§ **Selected passage**
>>>

Newman emphasizes time and again that the Holy Spirit is the driving force in salvation history in general and especially in the history of the Elder and New Covenant. The central position of Christology in Newman’s understanding of the Christian faith has been shown by Jean Honoré, Fortunato Morrone, Roderick Strange, and several others. Here a limited effort will be made to show features of his pneumatology, the role of the Holy Spirit in Newman’s preaching and teaching. I choose six passages.
In two of his University Sermons of the early 30ies Newman is dealing significantly of the Holy Spirit. Although it was “written in haste on a sudden summons to preach” Newman had chosen his favourite topic “holiness” for the sermon of March 6, 1831, entitled “Evangelical Sanctity, the completion of natural virtue”. His motto was from Eph 5, 9: “Walk as children of light; for the fruit of the Spirit is in all goodness and righteousness and truth.” – Newman explained how the goal of human existence could be and could only be achieved with the assistance of the Holy Spirit.

<<<

§ **Aim**
Resume the passage on Newman and the Holy Spirit from the point where it stops. The entries play no part in this work.

§ **Stored records**
>>>

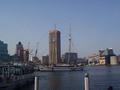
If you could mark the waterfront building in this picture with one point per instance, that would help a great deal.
(102, 60)
(93, 59)
(54, 47)
(104, 56)
(45, 60)
(113, 60)
(70, 58)
(3, 51)
(20, 51)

<<<

§ **Answer to the exercise**
“While Christianity reveals the pardon of sin and the promise of eternal life through the mediation of Christ, it also professes to point out means for the present improvement of our moral nature itself. This improvement, we know, is referred in Scripture to the Holy Spirit, as a first cause; and, as coming from Him, both the influence itself upon the mind and the moral character formed under that influence are each in turn called ‘the spirit’.“
Newman demonstrates that the virtuous and the spiritual mind are essentially the same; and yet there is a difference between them. Compared with ordinary virtues of civil society the special elevation of Christian holiness consists in the process of a whole life. It is “the full gift of the Spirit. How shall we limit the process of sanctification?” Newman asks considering the vocation of the individual Christian. – Only two months later, on May 22nd 1831, Newman took up the same subject on “Christian Nobleness” speaking of “that sacred fellowship with Christ, which the Church provides for her children” through the Holy Spirit. “I am not speaking of ourselves in this degenerate time, when we seem well nigh to have forfeited the Gospel gifts through our sins”, Newman modifies. Yet he has a vision of the greatness of the Christian vocation as practised in the early times of persecution, “to think little of the ordinary objects which men pursue – wealth, luxury, distinction, popularity, and power. ... Hence, too, the troubles of life gradually affect the Christian less and less, as his view of his own real blessedness, under the Dispensation of the Spirit, grows upon him; and even though persecuted, to take an extreme case, he knows well that, through God’s inward presence, he is greater than those who for the time have power over him, as martyrs and confessors have often shown”.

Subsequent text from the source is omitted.